> [PROMPT] Name every member of the White family that appears in the McFarland, USA plot summary, each with the actor given for that role.

> [SUPPLIED PASSAGE]
▼▼▼

McFarland, USA – 1987 McFarland Cross Country Team
The 2015 film “McFarland, USA” tells the true story of California high school cross-country coach Jim White (Kevin Costner) and his underdog team of Latino runners who had never competed in the sport before and who, when they weren’t training, had to help their parents pick crops in the fields. The film follows their rise from obscurity in the tiny agricultural town of McFarland, California to become a legend in the sport of cross-country.
The film opens with Jim White coaching a high school football game in Boise, Idaho. After a difficult first half, a disrespectful player talks back to White in the locker room during the coach’s half-time talk. White loses his cool and throws a cleat at a locker. The shoe bounces off the locker, hits the player in the face, and cuts his cheek. The incident costs White his job, and, with no other employment choices, he moves out of town with his wife Cheryl (Maria Bello) and two daughters, Julie (Morgan Saylor) and Jamie (Elsie Fisher). White takes a position at a small, humble high school in McFarland, California in the middle of the vast agricultural flatland of California’s Central Valley.
Their first night in McFarland is difficult. The home they’ve bought is old and run-down, and the family experiences culture shock. They find themselves in a mostly Hispanic community, and when they go to a local Mexican restaurant, a group of young Hispanic men who sport an intimidating “gangbanger” look makes suggestive comments toward Jim’s daughter Julie. The family quickly goes home. White wonders if he made a mistake.
After Jim meets Principal Camillo (Valente Rodriguez) on his first day of work, he begins his new job as a life science/PE teacher and assistant football coach. During his first PE class that day, Jim meets the Diaz brothers: Danny, Damacio, and David (Ramiro Rodriguez, Michael Aguero, and Rafael Martinez). Before the class ends, their mother forces the brothers to leave class to go work in the fields. Later, Jim shows that he genuinely cares about the students when he prevents the ambitious football team’s head coach from putting an injured player, Johnny Sameniego (Hector Duran), back into the game despite Johnny’s importance to the team. The head coach complains to Principal Camillo and has Jim removed from his post as assistant coach. The player, Johnny, is also kicked off the team. Meanwhile, Jim settles into his neighborhood and learns about the troubled life of one of his other students, Victor Puentes (Sergio Avelar), whose uncle just got out of prison and whose father is still in prison.

▲▲▲

> [RAW RECORDS]
▼▼▼

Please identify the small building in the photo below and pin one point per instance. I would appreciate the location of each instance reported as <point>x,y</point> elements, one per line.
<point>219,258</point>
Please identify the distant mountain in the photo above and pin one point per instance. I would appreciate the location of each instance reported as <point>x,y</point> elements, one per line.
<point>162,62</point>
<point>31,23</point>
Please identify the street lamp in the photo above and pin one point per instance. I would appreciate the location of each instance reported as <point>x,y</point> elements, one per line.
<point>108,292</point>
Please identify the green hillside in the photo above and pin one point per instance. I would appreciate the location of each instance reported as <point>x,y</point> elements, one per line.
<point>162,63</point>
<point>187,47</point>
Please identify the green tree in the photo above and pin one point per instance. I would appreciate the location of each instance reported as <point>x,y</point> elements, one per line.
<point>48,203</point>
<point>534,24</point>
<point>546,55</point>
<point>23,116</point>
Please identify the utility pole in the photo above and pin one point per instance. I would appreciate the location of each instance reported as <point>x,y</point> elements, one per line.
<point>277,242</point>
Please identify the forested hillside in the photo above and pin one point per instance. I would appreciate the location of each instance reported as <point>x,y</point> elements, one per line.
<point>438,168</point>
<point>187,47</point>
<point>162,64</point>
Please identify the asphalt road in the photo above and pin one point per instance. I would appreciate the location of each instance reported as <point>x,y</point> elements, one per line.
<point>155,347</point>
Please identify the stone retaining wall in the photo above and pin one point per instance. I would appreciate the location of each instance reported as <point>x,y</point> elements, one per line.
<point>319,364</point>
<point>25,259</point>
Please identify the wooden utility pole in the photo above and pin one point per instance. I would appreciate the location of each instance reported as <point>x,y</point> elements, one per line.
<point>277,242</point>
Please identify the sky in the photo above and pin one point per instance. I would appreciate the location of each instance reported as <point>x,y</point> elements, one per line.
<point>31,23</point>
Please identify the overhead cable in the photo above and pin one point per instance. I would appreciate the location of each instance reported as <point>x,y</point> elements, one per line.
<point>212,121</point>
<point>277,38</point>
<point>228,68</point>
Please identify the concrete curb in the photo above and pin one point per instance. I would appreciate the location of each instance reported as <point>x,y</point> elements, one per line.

▲▲▲

> [FULL RESPONSE]
- Jim White: Kevin Costner
- Cheryl: Maria Bello
- Julie: Morgan Saylor
- Jamie: Elsie Fisher